TASK GOAL | Scale the entries starting at the line that contains "Return one point per instance of the red ferrari" and continuing through the end of the entries. Repeat every line in that span, requests included, with each point coordinate in the answers multiplied by 1.1 and rounded to the nearest whole number, halves rounded up.

Items listed in a dataset
++++++++++++++++++++

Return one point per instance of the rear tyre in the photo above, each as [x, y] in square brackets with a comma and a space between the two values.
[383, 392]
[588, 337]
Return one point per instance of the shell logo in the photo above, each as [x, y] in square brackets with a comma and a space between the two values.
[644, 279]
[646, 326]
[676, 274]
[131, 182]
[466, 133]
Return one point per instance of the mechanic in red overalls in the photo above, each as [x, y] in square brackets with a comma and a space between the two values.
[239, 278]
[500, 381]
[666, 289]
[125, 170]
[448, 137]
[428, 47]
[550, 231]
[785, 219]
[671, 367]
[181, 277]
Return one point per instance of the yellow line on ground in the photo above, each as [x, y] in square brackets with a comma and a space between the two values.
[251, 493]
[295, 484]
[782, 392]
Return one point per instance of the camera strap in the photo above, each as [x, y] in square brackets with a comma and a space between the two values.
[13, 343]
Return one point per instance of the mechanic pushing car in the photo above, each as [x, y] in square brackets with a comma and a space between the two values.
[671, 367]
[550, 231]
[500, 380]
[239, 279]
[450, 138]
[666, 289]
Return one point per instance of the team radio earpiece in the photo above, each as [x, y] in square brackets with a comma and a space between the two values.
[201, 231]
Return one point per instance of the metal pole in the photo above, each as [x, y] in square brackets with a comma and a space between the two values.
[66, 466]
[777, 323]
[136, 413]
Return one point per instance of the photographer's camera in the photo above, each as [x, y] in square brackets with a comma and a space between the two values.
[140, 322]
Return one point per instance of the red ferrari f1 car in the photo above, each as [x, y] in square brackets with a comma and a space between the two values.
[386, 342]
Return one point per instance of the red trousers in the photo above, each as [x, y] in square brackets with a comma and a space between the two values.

++++++++++++++++++++

TASK OUTPUT |
Return one point per instance of the red ferrari f1 car in the photo above, each as [x, y] in square brackets with a comma and a space between the two values.
[425, 376]
Return one point per instance of the red trousers in the photo above, each as [x, y] in square brackets with a comma and a space between the two values.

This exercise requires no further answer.